#### [Stated task]
Go through the records and give each one again exactly.

#### [Excerpted records]
------------

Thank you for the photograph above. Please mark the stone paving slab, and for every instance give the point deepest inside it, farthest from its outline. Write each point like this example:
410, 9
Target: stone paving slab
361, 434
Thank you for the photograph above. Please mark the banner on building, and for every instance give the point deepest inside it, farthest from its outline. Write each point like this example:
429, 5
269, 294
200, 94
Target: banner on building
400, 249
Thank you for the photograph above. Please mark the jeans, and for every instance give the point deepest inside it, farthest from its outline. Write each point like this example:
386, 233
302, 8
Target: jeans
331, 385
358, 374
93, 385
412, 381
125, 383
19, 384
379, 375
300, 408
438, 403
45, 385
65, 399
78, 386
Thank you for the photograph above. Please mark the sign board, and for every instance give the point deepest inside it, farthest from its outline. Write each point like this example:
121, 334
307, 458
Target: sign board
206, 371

------------

#### [Worked answer]
Thank you for the photograph above. Please mark the stone paving slab, and for every instance give the point deepest inside it, farthest from its outline. Write each point like this example:
410, 9
Target: stone paving slab
361, 434
Thank you for the photograph above. Please mark the banner on building, and for every instance give the point deepest inside it, farthest from its outline. Write each point like this example:
429, 5
269, 294
200, 94
Target: banner on building
400, 249
Thank you for the photograph above. Please mark the jeans, and for every instance give the point deepest inside it, farthest from its outline. Write each point like this example:
386, 233
302, 8
Target: jeans
331, 385
358, 374
93, 385
412, 381
125, 383
19, 384
379, 375
300, 408
438, 403
45, 385
65, 399
78, 386
Thank you for the photograph above. Please mark the sign board, and for every instance give the point deepest inside it, farthest from its outline. Write each point like this example:
121, 334
307, 458
Target: sign board
206, 371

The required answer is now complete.